THE PROBLEM> Return the data below, unchanged.

(Referring expression pointing data)
BEGIN
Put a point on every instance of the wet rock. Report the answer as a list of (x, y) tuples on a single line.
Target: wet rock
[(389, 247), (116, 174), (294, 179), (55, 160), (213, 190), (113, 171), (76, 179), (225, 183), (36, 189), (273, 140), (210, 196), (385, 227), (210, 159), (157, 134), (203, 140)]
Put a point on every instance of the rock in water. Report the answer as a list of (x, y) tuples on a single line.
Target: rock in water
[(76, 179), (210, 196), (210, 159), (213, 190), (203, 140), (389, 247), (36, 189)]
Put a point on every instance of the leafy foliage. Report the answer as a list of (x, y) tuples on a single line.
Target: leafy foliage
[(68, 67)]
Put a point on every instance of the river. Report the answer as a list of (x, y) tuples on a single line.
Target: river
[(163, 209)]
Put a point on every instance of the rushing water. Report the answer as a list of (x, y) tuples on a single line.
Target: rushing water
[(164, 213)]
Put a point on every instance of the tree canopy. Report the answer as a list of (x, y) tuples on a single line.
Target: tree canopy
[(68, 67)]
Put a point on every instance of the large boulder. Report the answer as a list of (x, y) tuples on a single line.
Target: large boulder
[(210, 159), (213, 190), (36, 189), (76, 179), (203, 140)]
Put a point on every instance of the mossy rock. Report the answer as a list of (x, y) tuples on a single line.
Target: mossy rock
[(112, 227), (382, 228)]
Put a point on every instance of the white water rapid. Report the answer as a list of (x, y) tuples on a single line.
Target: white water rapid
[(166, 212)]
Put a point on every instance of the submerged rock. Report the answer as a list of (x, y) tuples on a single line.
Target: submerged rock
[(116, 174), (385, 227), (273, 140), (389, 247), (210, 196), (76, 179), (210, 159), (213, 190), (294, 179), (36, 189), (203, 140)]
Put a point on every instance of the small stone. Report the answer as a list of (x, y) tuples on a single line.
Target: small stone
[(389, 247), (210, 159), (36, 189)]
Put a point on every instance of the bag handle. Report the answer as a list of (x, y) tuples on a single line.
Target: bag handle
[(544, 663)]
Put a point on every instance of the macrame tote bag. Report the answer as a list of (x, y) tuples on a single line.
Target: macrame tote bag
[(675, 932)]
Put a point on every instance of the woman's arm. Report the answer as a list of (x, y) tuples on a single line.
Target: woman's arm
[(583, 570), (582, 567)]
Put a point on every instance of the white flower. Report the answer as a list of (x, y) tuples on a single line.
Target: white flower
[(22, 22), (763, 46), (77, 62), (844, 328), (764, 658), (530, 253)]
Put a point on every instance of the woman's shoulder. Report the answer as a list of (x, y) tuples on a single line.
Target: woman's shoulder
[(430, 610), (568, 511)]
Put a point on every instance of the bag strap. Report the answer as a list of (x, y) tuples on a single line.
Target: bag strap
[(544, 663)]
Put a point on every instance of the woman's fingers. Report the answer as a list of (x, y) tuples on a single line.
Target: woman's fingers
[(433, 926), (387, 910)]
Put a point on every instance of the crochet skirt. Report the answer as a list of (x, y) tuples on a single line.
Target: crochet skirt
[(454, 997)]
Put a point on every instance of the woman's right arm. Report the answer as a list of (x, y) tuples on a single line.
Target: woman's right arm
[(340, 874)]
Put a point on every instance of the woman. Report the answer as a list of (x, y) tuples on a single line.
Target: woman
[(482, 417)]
END
ANSWER BELOW>
Put a point on every instance of the wet rock. Report the answer as a list of (x, y) tuples on a single line.
Target: wet rock
[(389, 247), (116, 174), (294, 179), (55, 160), (213, 190), (113, 171), (76, 179), (225, 183), (36, 189), (273, 140), (210, 196), (385, 227), (210, 159), (157, 134), (203, 140)]
Put a point on every instance of the rock in water. Report the answer as a list of (x, y) tuples on a single line.
Target: rock in water
[(76, 179), (210, 196), (210, 159), (213, 190), (203, 140), (389, 247), (36, 189)]
Put a point on every instance of the leafy foliage. Report the answer as a list of (x, y) tuples on a single line.
Target: leafy foliage
[(68, 67)]
Put a point on every instance of the river. Report the answer as a list of (x, y) tuples on a single line.
Target: river
[(163, 209)]
Put a point on every instance of the rushing water. Report the answer as a list of (x, y) tuples on a single line.
Target: rushing water
[(164, 213)]
Put a point on every instance of the tree canopy. Report the answer as a list of (x, y) tuples on a single line.
Target: tree canopy
[(68, 67)]
Put a point on every instance of the large boulder. Report the answer as a list of (x, y) tuples on a single line.
Target: large boulder
[(210, 159), (213, 190), (36, 189), (76, 179), (203, 140)]
Put a point on every instance of the mossy rock. Report the answer as a list of (x, y) tuples on a single line.
Target: mossy rock
[(112, 227), (382, 228)]
Put a point on every instance of the white water rapid. Report the answer as a list of (x, y) tuples on a single line.
Target: white water rapid
[(166, 212)]
Put a point on every instance of the submerged rock. Report the answer as a list of (x, y) tuples on a single line.
Target: submerged rock
[(116, 174), (385, 227), (273, 140), (389, 247), (210, 196), (76, 179), (210, 159), (213, 190), (294, 179), (36, 189), (203, 140)]
Put a point on every instance of the small stone. Report the answer as a list of (x, y) tuples on a single line.
Target: small stone
[(389, 247), (210, 159), (36, 189)]
Put a point on every instance of the bag handle. Report the answer as a list of (x, y) tuples on a single line.
Target: bag handle
[(544, 663)]
Put a point on every instance of the macrame tote bag. Report the answer as a list of (x, y) tuples on a single line.
Target: macrame tote bag
[(675, 932)]
Put a point on every instance of the woman's arm. Report the answer as a list of (x, y) tuples on a single line.
Target: woman's arm
[(583, 570), (582, 567)]
Put a point on every instance of the white flower. Report the answer as a list of (x, y) tuples on a single line.
Target: white flower
[(22, 22), (763, 46), (77, 62), (844, 328), (764, 658), (530, 253)]
Put a point on every instance of the woman's shoulder. Report the answer as a list of (x, y) tuples on a single line.
Target: woman's shoulder
[(430, 610), (568, 511)]
Put a point on every instance of the bag strap. Report the answer as a list of (x, y) tuples on a single line.
Target: bag strap
[(544, 663)]
Put a point on every instance of the woman's fingers. Report the answer as a list of (x, y) tuples on a single line.
Target: woman's fingers
[(433, 926), (387, 910)]
Put a point on every instance of the crochet skirt. Report the answer as a list of (x, y) tuples on a single line.
Target: crochet skirt
[(454, 997)]
Put a point on every instance of the woman's right arm. Report the answer as a list of (x, y) tuples on a single line.
Target: woman's right arm
[(340, 874)]
Put a point on every instance of the woman. Report the answer as a list of (x, y) tuples on a single line.
Target: woman
[(482, 417)]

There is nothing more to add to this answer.